TASK DETAILS
Without any pictures, restate the full set of records below exactly.

SOURCE MATERIAL
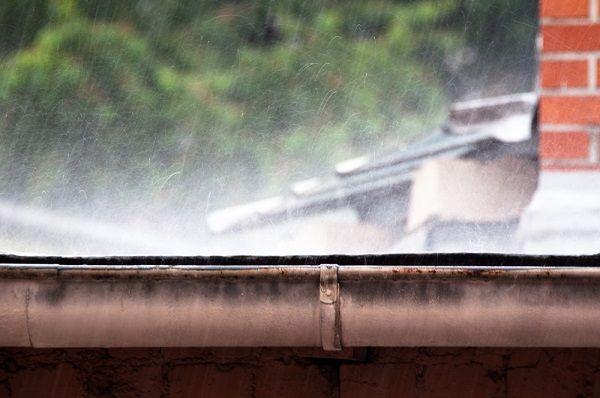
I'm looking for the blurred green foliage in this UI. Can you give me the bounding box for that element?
[0,0,537,214]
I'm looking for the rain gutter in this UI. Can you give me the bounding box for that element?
[1,253,600,348]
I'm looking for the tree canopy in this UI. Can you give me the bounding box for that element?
[0,0,537,222]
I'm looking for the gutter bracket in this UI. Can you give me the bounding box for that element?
[320,264,342,351]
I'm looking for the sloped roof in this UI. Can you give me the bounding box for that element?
[208,93,537,234]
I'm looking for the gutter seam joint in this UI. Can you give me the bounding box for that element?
[320,264,342,351]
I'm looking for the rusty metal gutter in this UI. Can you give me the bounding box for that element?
[1,254,600,348]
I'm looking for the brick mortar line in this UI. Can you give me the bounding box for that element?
[541,18,596,25]
[593,0,599,22]
[541,164,600,171]
[590,130,599,162]
[541,159,598,165]
[540,124,598,132]
[541,88,600,95]
[590,55,598,89]
[542,52,600,60]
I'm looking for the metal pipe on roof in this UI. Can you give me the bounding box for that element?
[2,264,600,348]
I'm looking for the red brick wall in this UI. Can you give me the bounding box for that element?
[539,0,600,170]
[2,348,600,398]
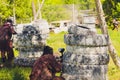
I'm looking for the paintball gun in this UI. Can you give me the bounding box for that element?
[56,48,65,63]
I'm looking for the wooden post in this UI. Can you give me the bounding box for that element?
[95,0,120,68]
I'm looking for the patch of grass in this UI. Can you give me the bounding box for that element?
[107,29,120,80]
[108,29,120,56]
[0,67,31,80]
[97,28,120,80]
[47,31,67,53]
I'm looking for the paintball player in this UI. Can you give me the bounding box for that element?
[0,18,17,67]
[29,46,65,80]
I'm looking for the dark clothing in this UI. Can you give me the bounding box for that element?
[0,26,12,51]
[0,22,16,62]
[30,54,64,80]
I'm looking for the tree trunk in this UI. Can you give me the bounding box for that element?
[32,0,36,21]
[95,0,120,68]
[35,0,45,20]
[13,5,16,25]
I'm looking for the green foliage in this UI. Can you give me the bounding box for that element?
[0,0,12,19]
[15,0,32,23]
[45,0,64,4]
[0,0,32,23]
[42,0,95,22]
[0,0,96,23]
[103,0,120,27]
[64,0,74,4]
[63,0,95,10]
[42,4,71,22]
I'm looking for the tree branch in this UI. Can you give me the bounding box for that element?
[95,0,120,68]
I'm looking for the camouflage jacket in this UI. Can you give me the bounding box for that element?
[30,54,62,80]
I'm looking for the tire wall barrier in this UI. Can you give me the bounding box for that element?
[13,19,49,66]
[62,25,109,80]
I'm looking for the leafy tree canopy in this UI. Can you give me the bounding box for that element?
[0,0,119,24]
[103,0,120,26]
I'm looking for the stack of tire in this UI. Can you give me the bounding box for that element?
[62,24,109,80]
[14,19,49,67]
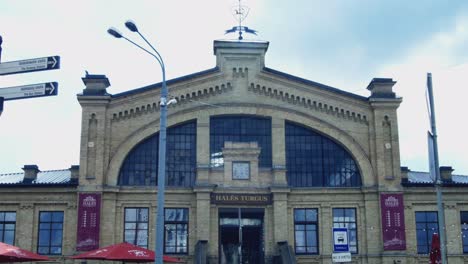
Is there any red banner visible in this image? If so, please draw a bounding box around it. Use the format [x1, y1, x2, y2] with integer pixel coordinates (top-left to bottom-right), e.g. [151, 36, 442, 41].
[76, 193, 101, 251]
[380, 193, 406, 250]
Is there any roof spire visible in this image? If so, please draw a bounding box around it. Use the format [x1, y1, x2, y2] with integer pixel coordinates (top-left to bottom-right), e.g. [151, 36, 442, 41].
[225, 0, 257, 40]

WRITTEN RESPONSE
I'm looking for the blurred green foliage in this UI. Can you give me the bounding box for that element?
[0,0,537,214]
I'm looking for the rain gutter in this UI. Can you give me the bounding box for that element?
[1,253,600,348]
I'm looking for the tree canopy in this UI. Can you give me the bounding box for that element?
[0,0,537,222]
I'm looking for the gutter bracket in this UI. Can you give me the bounding box for that element?
[320,264,342,351]
I'm looking for the sloped roof in this UI. Can you give me the bounding box for that element?
[208,93,537,234]
I'm looking for the gutter seam joint in this UI. Can you give me the bounding box for that element?
[320,264,342,351]
I'm looking for the rusty metal gutter in this UI. Can you give me the bounding box for that element?
[1,254,600,348]
I'm looking for the brick mortar line in this UI. Can you give me the bounding box for that element?
[541,18,596,25]
[593,0,599,22]
[541,164,600,171]
[590,130,599,162]
[541,159,598,165]
[540,124,598,132]
[541,88,600,95]
[590,55,598,89]
[542,52,600,60]
I'm looking for the metal pipe on roof in this UI. Can you give me the bounding box for that element?
[2,264,600,348]
I'm looking for the red brick wall in this UI. Can you give me the bounding box for that element?
[539,0,600,170]
[2,348,600,398]
I'm looking for the paintball gun in this UI. Can you give me the bounding box for that element?
[56,48,65,63]
I'm looking for the wooden post in this UI. Can you give me the bounding box for that element?
[95,0,120,68]
I'm looking for the patch of grass in this UI. Can you give me the bounding box for that element?
[107,29,120,80]
[108,29,120,56]
[0,67,31,80]
[97,28,120,80]
[47,31,67,53]
I'm looking for the paintball player in this UI. Can you give me the bounding box for that element?
[0,18,17,67]
[29,46,65,80]
I'm looking for the dark clothing in this UI. Can you give me the bounding box for that element?
[0,26,12,51]
[0,22,16,62]
[30,54,64,80]
I'm looking for the tree trunk in this UI. Can you give me the bounding box for that element?
[32,0,36,21]
[95,0,120,68]
[35,0,45,20]
[13,5,16,25]
I'm looking for the green foliage in this UI. Can you give me the bounding box for that element?
[0,0,12,19]
[15,0,32,23]
[45,0,64,4]
[0,0,32,23]
[42,0,95,22]
[0,0,96,23]
[103,0,120,27]
[64,0,74,4]
[63,0,95,10]
[42,4,71,22]
I'm looking for the tree branch in this UI. Can you give me the bounding box for that element?
[95,0,120,68]
I'm looking for the camouflage jacket in this UI. Can you give me the bounding box for that element?
[30,54,62,80]
I'm looking for the tire wall barrier in this UI. Can you give me the bounding box for that element?
[13,19,49,66]
[62,25,109,80]
I'm looking for the leafy tree canopy in this UI. Can you give me the bounding box for that element?
[0,0,119,24]
[103,0,120,26]
I'm looking for the stack of tire in this UI. Can you give me the bounding box for that element?
[62,24,109,80]
[14,19,49,67]
Is there any red banner visible in this image? If so, please draw a bounding box around it. Use the format [x1, y1, x2, y2] with integer pixel coordinates (top-left to bottom-right), e.g. [151, 36, 442, 41].
[76, 193, 101, 251]
[380, 193, 406, 250]
Is there any roof spire visible in this image? If so, please draw a bounding box around it. Use the format [x1, y1, x2, y2] with integer pixel coordinates (top-left to bottom-right), e.g. [151, 36, 442, 41].
[225, 0, 257, 40]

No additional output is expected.